>>>>>
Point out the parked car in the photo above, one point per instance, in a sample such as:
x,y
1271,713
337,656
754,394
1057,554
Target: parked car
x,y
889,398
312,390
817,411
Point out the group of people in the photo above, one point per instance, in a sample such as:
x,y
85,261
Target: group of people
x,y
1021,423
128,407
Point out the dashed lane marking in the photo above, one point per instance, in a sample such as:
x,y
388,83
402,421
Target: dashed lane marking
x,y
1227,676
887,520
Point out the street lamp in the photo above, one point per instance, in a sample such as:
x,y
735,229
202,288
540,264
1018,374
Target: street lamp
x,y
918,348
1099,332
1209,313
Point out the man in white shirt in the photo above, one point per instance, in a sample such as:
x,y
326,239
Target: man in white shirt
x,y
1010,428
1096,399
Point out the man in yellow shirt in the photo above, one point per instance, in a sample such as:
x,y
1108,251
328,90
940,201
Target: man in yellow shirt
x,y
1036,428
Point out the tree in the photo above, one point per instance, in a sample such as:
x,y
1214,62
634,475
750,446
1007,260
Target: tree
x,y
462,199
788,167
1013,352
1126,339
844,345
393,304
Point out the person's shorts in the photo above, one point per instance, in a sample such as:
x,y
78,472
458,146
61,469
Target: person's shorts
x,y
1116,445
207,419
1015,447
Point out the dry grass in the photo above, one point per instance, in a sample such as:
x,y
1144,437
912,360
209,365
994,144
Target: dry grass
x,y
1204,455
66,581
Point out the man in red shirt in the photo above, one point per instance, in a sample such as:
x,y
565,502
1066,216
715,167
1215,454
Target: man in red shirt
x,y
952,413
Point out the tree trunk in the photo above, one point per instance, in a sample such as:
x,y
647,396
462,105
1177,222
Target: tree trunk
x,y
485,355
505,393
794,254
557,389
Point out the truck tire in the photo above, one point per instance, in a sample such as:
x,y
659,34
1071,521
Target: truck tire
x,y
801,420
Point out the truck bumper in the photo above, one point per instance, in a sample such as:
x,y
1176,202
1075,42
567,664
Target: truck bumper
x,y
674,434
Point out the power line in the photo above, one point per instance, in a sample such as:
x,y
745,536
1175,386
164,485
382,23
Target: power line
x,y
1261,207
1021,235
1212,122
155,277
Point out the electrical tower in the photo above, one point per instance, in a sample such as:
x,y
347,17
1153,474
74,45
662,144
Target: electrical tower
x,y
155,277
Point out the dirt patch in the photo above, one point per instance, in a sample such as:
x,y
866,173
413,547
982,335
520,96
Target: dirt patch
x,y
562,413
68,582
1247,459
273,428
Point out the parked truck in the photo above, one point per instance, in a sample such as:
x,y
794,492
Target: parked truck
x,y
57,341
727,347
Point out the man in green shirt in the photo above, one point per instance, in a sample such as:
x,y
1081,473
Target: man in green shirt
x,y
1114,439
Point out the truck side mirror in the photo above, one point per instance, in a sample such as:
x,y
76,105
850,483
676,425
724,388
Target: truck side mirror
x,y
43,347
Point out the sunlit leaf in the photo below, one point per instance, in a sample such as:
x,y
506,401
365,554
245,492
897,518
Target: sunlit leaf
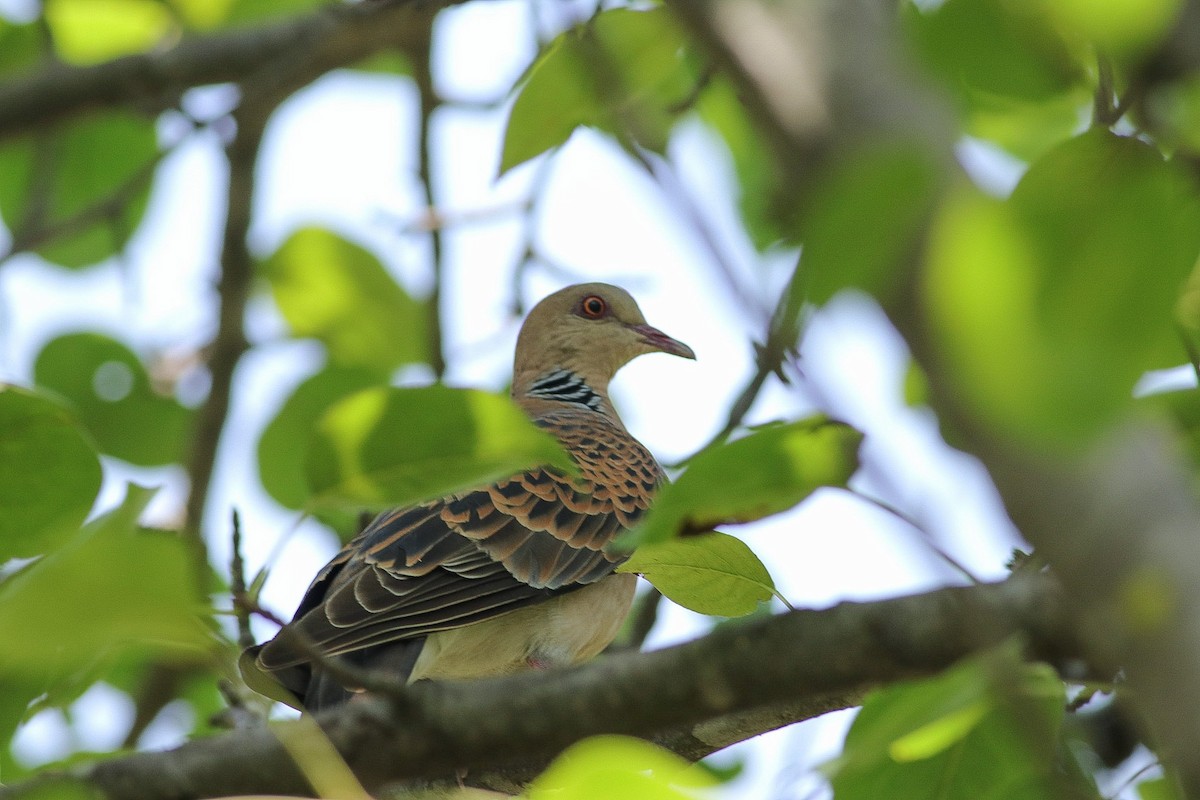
x,y
21,46
988,728
87,31
78,192
339,293
619,767
765,473
1050,306
281,450
111,588
623,72
709,573
1117,28
1029,128
1158,788
247,11
49,474
391,446
111,392
886,190
204,14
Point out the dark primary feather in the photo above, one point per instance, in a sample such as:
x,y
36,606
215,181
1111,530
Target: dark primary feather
x,y
471,557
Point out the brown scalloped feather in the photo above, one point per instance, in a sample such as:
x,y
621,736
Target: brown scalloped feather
x,y
526,542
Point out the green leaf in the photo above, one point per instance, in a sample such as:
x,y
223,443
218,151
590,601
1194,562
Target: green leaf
x,y
988,728
762,197
21,46
252,11
88,31
395,446
619,767
1049,307
339,293
1123,29
709,573
1027,128
624,72
771,470
988,48
887,190
49,474
59,180
111,392
1158,788
281,450
111,588
204,14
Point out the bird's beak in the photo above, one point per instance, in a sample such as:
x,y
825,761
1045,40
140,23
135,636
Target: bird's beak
x,y
661,342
<<<<<
_Exercise description:_ Extract all of the rows above verbatim, in their original order and line breaks, and omit the images from your output.

_Full response:_
Point out the parked car in the photo above, one point per instance, in a sample such as:
x,y
1271,713
337,656
754,394
1057,554
Target: parked car
x,y
889,398
312,390
817,411
Point out the group of people in the photo above, one point per instance, in a sample such as:
x,y
85,261
Target: group of people
x,y
1021,423
128,407
Point out the dashed lane marking in the photo above, one point per instance, in a sample such as:
x,y
388,83
402,421
Target: dashed lane marking
x,y
1227,676
887,520
Point out the street lamp in the photo above, one point per instance, in a sample such as:
x,y
735,229
202,288
540,264
1018,374
Target: street lamp
x,y
918,348
1099,332
1209,313
Point out the man in white shirt in the photo above, one point per instance, in a sample such as:
x,y
326,239
Target: man in white shirt
x,y
1010,428
1096,399
Point out the man in yellow shirt in the photo above, one point per instance, in a sample such as:
x,y
1108,251
328,90
940,201
Target: man in yellow shirt
x,y
1036,428
Point out the tree in the photo above, one point per instance, in a sample such as:
x,y
1214,62
634,475
750,446
1007,260
Target: tree
x,y
462,199
788,167
1013,352
1126,339
844,345
393,304
Point out the person's shorts in the photo above, one point per instance, in a sample such as:
x,y
78,472
458,146
61,469
Target: person's shorts
x,y
1116,445
207,419
1015,447
Point out the dry grass in the photo above, one point per instance, in a sample such as:
x,y
1144,437
912,360
209,365
994,144
Target: dry grass
x,y
1204,455
66,581
Point out the man in red shirt in the photo above, one point per instance, in a sample such as:
x,y
565,502
1066,216
715,167
1215,454
Target: man in red shirt
x,y
952,413
Point out the tree trunk in the photo above, one point per instance, in a sample such as:
x,y
647,396
462,105
1177,222
Target: tree trunk
x,y
485,355
505,393
794,254
557,389
Point out the truck tire in the photo above, one point per instance, in a sample such as:
x,y
659,34
1071,521
Target: truck tire
x,y
801,420
Point out the truck bumper in the photo above, one point per instance, in a sample such as:
x,y
1176,202
1075,42
567,664
Target: truck bumper
x,y
674,434
Point out the power line in the photo above, one point per instance, in a sample such as:
x,y
745,536
1175,386
164,485
382,23
Target: power line
x,y
1261,207
1021,235
1212,122
155,277
Point out the electrical tower in the photo above, one point per instance, in a sample such as:
x,y
347,17
1153,474
74,45
662,144
Target: electrical tower
x,y
155,277
Point out the dirt patch in the photo above, one point per instance, in a sample such as:
x,y
866,173
413,547
982,335
520,96
Target: dirt patch
x,y
562,413
68,582
1247,459
273,428
Point out the parked truck in the photo above, one point per instance, in a sample such as:
x,y
794,492
Target: parked truck
x,y
57,341
727,347
Point out the man in green shirt in the photo above, one point per instance, in a sample such as:
x,y
1081,473
Target: man in green shirt
x,y
1114,439
Point out the truck side mirror in the photo above, one point per instance, in a sample such as:
x,y
76,105
850,483
676,425
724,388
Target: truck side mirror
x,y
43,347
Point out the sunlit leaf in the photo below, one point per instance, in a sample such as:
x,y
506,401
365,554
245,492
897,518
Target: sunlit leaf
x,y
21,46
988,728
87,31
78,192
339,293
619,767
765,473
1050,306
281,450
111,588
623,72
709,573
1117,28
1029,128
1158,788
247,11
49,474
391,446
111,392
886,190
204,14
Point out the dark primary feather in the photo above, one point per instance, in a sample such as:
x,y
36,606
215,181
1111,530
Target: dark primary feather
x,y
471,557
Point out the brown scalloped feather in the photo above, one point per instance, in a sample such as:
x,y
621,736
Target: brown scalloped feather
x,y
526,542
Point out the green leaf in the photo above, one point per instance, in a sample such as:
x,y
223,443
218,151
590,601
1194,562
Target: green leaf
x,y
988,728
762,197
21,46
252,11
88,31
395,446
619,767
1049,307
339,293
1123,29
709,573
1027,128
624,72
771,470
988,48
887,190
49,474
59,180
111,392
1158,788
281,450
111,588
204,14
Point out the bird's beak in the photo above, one point per instance, in a sample such as:
x,y
825,761
1045,40
140,23
135,636
Target: bird's beak
x,y
661,342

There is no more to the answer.